Originally published by Al Shabaka Palestinian Policy Network.

by Hazem Jamjoum 

Editor’s Note: This piece launches Al-Shabaka’s Narrative and Discourse Policy Circle, in which a team of Al-Shabaka policy analysts are working together across borders to tackle the question of whether Palestinians should have a sole, legitimate narrative and, if so, what it should be. An Al-Shabaka policy circle is a specific methodology to engage a group of analysts in longer-term study and reflection on an issue of key importance to the Palestinian people.

The Palestine Liberation Organization (PLO), once the embodiment of the Palestinian liberation movement, has effectively transformed into a non-sovereign entity – the Palestinian Authority (PA) – that presides as the warden of an archipelago of prisons in the occupied West Bank. The rupture caused by this transformation has manifested in Palestinian society across the globe as a set of acute fractures in the Palestinian historical narrative. On the 25th anniversary of the PA’s establishment, this commentary takes stock of one of the most significant frameworks for continuing the liberation struggle despite the PLO’s surrender at Oslo, namely rights-based approaches to liberation, and assesses its pros and cons.

In the context of collectivities of people, “narrative” is the meaningful story of “us:” who we are, where we came from, where we are going, and why. Wherever foreign domination has been involved, anti-colonial nationalist currents have invariably come to the fore, often bearing a narrative that imagines an idyllic pre-colonial (and anachronistically national) past. This past, the narrative tells us, was severed by the brutality of the colonizer and can only be defeated by a heroic anti-colonial struggle that brings about liberation. Such liberation is most often imagined in the form of an independent, sovereign, and invariably national, state.

The “political” is the manifestation of power in a social body. However diffuse this power may be, it congeals around particular, interacting axes to create complex and concentrated hierarchies of privilege and marginality, thereby conditioning the extent to which groups and individuals can make their own history. 1

In effect, the political is a constantly changing site of struggle. In colonial contexts, the national-racial axes of power attain such a primacy in the narratives of both colonizer and colonized that both colonist and native societies are made to appear flat: Internal structures of subordination, such as male supremacy in both societies, are ironed out of the national narrative and deferred to a utopian future date, “Independence Day,” when the “primary” (read: colonial) axis of subordination ceases to exist.

In most cases across Asia, Africa, and Latin America, the postcolonial transition involved the transformation of the liberation leadership into a new kind of despotism. 2 These leaderships donned the mantle of the struggle while carrying out the corrupt business of authoritarianism as a sovereign state in a neocolonial – and since the 1980s, also neoliberal – context. For Palestinians, these new forms of structural domination and immiseration serve to compound the brutality of an ongoing settler-colonial expansion that has only intensified with the addition of PA structures as Israel’s first line of defense in accordance with the Oslo peace process.

::::::::

** Given task A **
Reproduce the part of the commentary on Palestinian narrative between "The Palestine Liberation" and "pros and cons.", inclusive.
The commentary has no connection to the entries that come after it.

::::::::

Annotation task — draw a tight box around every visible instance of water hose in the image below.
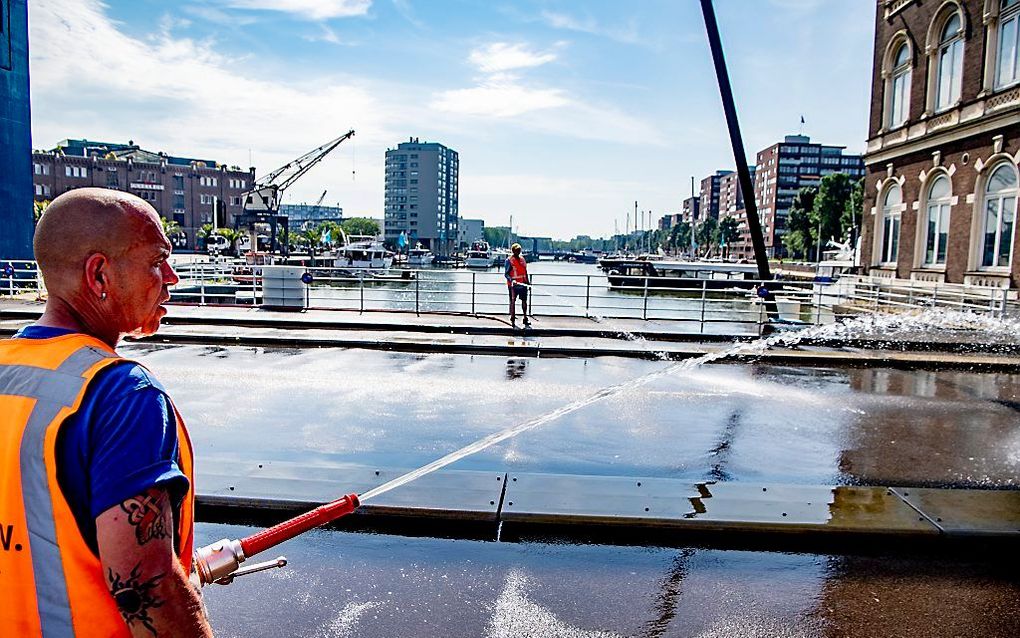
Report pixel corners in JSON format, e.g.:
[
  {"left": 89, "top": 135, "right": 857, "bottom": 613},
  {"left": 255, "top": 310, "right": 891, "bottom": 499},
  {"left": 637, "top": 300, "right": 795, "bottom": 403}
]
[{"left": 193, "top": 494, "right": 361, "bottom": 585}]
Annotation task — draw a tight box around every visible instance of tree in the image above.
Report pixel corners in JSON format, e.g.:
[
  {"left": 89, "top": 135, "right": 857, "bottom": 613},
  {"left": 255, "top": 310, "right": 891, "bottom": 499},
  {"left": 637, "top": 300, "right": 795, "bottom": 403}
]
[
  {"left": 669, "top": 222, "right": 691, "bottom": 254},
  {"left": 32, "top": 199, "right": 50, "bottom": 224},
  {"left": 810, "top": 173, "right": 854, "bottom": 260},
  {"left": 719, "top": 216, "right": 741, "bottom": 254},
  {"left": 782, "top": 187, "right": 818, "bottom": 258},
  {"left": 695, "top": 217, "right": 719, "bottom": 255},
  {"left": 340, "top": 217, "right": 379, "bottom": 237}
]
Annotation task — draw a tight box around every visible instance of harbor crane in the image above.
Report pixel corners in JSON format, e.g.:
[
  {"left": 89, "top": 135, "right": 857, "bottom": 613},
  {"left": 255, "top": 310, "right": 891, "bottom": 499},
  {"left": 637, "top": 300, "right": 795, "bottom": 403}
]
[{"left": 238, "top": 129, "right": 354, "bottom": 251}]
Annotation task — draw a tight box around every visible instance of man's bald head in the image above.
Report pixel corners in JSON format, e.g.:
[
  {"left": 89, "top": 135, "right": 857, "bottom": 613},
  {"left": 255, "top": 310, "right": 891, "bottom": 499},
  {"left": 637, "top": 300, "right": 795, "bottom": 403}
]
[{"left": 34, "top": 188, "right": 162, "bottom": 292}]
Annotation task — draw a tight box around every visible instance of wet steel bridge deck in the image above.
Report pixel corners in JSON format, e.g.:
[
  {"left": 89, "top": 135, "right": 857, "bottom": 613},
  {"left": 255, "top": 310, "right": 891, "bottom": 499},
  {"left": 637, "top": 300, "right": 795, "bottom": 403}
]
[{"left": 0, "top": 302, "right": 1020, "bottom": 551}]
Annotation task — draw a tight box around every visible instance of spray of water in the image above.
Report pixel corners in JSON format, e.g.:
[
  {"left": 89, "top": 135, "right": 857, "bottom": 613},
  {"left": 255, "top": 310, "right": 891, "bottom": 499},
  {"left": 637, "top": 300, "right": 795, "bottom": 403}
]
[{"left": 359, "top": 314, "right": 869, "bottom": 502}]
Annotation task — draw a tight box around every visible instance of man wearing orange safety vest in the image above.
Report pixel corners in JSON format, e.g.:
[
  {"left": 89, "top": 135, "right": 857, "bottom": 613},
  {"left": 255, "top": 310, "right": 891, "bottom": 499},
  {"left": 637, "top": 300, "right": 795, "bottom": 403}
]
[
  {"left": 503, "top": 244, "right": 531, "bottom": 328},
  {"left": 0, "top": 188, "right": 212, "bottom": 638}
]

::::::::

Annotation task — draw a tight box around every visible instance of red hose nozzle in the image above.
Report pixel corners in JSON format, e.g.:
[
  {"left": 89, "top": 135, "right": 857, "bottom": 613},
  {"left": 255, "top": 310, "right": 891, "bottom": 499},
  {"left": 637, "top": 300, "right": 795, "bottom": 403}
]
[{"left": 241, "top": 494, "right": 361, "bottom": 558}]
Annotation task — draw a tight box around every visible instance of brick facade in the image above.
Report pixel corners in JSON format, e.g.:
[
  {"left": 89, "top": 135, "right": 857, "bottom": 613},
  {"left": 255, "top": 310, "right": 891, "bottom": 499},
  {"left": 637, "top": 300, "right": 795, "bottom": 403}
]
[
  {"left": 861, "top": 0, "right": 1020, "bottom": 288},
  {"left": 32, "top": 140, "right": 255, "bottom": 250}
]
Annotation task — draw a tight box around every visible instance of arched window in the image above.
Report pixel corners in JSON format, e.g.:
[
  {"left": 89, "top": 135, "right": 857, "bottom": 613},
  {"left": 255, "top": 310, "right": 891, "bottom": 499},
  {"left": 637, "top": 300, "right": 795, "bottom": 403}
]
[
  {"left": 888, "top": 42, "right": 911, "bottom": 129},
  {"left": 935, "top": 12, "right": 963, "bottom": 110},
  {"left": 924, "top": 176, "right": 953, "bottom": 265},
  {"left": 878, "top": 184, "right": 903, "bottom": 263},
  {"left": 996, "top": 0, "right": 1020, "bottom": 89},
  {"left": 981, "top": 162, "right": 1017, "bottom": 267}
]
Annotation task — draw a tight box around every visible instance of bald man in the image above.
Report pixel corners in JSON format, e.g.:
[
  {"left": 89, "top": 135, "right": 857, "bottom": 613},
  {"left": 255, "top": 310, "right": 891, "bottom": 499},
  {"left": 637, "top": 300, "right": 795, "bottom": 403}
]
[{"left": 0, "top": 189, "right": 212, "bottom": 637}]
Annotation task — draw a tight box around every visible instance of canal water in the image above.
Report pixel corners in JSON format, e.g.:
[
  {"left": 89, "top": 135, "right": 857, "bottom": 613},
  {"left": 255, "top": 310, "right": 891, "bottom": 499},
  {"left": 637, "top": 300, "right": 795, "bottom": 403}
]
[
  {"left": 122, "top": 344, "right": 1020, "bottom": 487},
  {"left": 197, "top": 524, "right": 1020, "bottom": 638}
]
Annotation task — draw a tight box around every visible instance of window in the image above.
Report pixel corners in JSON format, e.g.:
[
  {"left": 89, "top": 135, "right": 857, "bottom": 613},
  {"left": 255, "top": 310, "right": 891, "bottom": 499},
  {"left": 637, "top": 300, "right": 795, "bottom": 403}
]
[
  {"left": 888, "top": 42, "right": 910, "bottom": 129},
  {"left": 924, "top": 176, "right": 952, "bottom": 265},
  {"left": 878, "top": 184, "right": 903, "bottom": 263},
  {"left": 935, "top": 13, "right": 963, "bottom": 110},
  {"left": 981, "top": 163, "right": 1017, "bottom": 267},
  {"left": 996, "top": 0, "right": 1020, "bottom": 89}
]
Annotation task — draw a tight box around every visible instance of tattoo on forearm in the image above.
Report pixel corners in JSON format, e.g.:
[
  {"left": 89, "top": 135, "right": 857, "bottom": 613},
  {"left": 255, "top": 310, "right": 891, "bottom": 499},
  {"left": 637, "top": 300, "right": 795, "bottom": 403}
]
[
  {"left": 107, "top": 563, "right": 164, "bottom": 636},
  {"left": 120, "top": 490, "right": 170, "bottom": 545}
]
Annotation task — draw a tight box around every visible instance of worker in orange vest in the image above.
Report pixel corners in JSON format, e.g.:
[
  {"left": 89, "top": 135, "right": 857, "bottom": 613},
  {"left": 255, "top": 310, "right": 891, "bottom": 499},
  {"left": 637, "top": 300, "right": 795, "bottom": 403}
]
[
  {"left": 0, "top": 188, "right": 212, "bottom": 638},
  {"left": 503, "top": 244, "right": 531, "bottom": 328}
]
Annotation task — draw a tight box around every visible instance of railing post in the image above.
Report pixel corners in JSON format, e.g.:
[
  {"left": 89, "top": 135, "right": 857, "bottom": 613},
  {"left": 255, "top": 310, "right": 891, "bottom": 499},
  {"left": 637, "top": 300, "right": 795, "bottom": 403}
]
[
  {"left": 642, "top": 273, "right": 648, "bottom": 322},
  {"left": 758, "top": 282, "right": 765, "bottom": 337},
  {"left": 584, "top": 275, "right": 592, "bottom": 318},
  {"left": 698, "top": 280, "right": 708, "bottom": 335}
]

::::::::

** Given task B **
Find each line of the entries above that contains the string "window", treating uppercase and lowercase as different, and copy those lines.

** Correct answer A **
The Palestine Liberation Organization (PLO), once the embodiment of the Palestinian liberation movement, has effectively transformed into a non-sovereign entity – the Palestinian Authority (PA) – that presides as the warden of an archipelago of prisons in the occupied West Bank. The rupture caused by this transformation has manifested in Palestinian society across the globe as a set of acute fractures in the Palestinian historical narrative. On the 25th anniversary of the PA’s establishment, this commentary takes stock of one of the most significant frameworks for continuing the liberation struggle despite the PLO’s surrender at Oslo, namely rights-based approaches to liberation, and assesses its pros and cons.

** Correct answer B **
Annotation task — draw a tight box around every visible instance of arched window in the image above.
Annotation task — draw a tight box around every visible instance of window in the image above.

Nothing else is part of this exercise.